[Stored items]
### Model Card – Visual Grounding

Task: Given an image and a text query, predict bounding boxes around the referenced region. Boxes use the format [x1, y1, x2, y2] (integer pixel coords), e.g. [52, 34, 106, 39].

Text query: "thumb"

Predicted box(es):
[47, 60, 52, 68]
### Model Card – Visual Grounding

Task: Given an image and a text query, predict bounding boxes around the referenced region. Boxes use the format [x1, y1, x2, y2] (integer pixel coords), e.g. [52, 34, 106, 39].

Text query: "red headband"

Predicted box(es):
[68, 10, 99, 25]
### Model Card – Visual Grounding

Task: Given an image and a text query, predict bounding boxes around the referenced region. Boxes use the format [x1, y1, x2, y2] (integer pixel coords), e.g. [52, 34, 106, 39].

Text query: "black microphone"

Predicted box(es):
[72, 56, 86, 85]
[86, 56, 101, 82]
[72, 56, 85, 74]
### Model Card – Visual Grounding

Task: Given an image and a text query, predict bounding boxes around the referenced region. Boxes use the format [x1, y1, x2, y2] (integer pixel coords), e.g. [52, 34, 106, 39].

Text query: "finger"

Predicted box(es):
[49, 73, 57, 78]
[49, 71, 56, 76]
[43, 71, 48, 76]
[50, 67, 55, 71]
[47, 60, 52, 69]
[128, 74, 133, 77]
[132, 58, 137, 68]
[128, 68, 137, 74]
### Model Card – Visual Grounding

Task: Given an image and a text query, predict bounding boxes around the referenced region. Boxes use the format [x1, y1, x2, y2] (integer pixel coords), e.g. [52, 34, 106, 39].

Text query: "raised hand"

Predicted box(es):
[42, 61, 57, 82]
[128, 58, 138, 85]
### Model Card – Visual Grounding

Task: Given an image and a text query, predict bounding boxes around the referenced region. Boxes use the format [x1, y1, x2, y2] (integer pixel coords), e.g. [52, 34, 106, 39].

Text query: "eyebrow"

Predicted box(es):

» CHALLENGE:
Please give back all of the records above word for word, leaving every line unchanged.

» RESULT FOR THIS TASK:
### Model Card – Visual Grounding

Task: Given an image and a text query, predict bounding boxes around the referenced region. Boxes use the format [x1, y1, x2, y2] (integer pixel coords), e.g. [52, 34, 106, 39].

Text query: "thumb"

Predicted box(es):
[47, 60, 52, 68]
### Model Card – Visual Grounding

Task: Given an image and a text query, predict bounding boxes around the referenced region. Boxes use the format [x1, y1, x2, y2] (integer pixel coords), e.g. [52, 34, 106, 39].

Text query: "red headband"

Predicted box(es):
[68, 10, 99, 25]
### Model Card – Visual Grounding

Task: Given an image and a text query, predict bounding boxes around the referenced region. Boxes use the format [x1, y1, x2, y2] (integer pixel coords), e.g. [52, 34, 106, 39].

Text query: "black microphone"

Predicted box(es):
[72, 56, 86, 85]
[86, 56, 101, 82]
[72, 56, 85, 74]
### Model Card – Visual Grounding

Task: Given an image and a text query, predict bounding boxes around the referenced region. Boxes use the format [x1, y1, x2, y2] (integer pixel coords), e.g. [52, 34, 106, 39].

Text query: "finger"

Predicted box(es):
[49, 73, 57, 78]
[49, 71, 56, 76]
[43, 71, 48, 76]
[50, 67, 55, 71]
[47, 60, 52, 69]
[128, 74, 133, 77]
[132, 58, 137, 68]
[128, 68, 137, 74]
### Model Card – Visual Grounding

Task: Given an image and a text query, predict bounding boxes around the referenced region. Boxes use the format [x1, y1, x2, y2] (integer pixel coords), e.g. [52, 34, 106, 39].

Text query: "raised hand"

Predicted box(es):
[42, 61, 57, 82]
[128, 58, 138, 85]
### Model Card – Visual Grounding

Task: Given an image and a text query, predict bounding boxes around the referenced region. Boxes use the format [x1, y1, x2, y2] (integer pixel coords), e.g. [52, 34, 106, 39].

Text query: "eyebrow"

Predicted box(es):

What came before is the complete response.